The world’s on edge over everything from rising tension in the Middle East to an uncertain U.K. election to the turmoil surrounding the Trump administration.

Yet financial markets chug along as if nothing’s amiss — global stocks are churning just 0.4 percent below all-time highs, while volatility in equities, bonds and currencies remains dormant and money continues to pour into riskier developing nations.

It’s a pattern that’s held for the better part of the year, with the odd bout of angst thrown in. Investors have discounted geopolitical risks as idiosyncratic and focused instead on a global economy that’s powering higher amid persistently low inflation. With central banks assuring they’ll remove years of stimulus only gradually, risk tolerance remains robust.

“While you may get little spikes in risk aversion at times, markets are looking through them, as long as the underlying fundamentals remain supportive,” said Peter Kinsella, a senior currency and rates strategist at Commonwealth Bank of Australia from London.

Then there’s Thursday.

The European Central Bank’s rate decision will unveil officials’ views on inflation and how long they’ll leave the monetary spigot flowing. Former FBI Director James Comey testifies to a Senate committee on his interactions with President Donald Trump. And the day ends with the outcome of a U.K. election that polls show tightening into the vote.

“Investors are mindful of the event risks, but the liquidity trade is by far the most important and most dominant factor,” said Mark Nash, head of global bonds at Old Mutual Global Investors in London. “It makes the market very forgiving.”

Provided data:

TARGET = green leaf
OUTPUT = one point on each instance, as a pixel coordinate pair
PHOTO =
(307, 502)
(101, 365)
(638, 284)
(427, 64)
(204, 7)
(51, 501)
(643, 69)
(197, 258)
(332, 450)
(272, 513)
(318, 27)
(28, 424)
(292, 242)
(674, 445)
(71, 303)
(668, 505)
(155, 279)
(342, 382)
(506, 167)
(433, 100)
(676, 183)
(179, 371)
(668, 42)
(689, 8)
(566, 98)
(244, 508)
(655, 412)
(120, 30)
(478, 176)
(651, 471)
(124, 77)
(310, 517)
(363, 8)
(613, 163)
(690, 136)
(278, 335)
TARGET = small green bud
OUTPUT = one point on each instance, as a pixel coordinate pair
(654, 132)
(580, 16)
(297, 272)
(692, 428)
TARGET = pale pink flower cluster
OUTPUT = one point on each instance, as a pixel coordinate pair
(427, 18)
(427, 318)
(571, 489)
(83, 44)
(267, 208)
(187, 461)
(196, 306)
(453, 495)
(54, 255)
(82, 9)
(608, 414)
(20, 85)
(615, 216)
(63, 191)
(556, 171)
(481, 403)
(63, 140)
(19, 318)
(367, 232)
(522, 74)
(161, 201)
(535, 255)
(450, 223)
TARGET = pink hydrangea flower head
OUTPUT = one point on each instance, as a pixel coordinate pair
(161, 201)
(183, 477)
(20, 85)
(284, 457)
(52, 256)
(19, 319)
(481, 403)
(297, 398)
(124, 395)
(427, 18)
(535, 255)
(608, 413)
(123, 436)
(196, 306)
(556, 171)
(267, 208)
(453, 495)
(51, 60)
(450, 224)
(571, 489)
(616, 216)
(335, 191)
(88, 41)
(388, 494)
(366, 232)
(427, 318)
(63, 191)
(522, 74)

Do this:
List every person the markets article above names.

Reply to the task:
Peter Kinsella
James Comey
Donald Trump
Mark Nash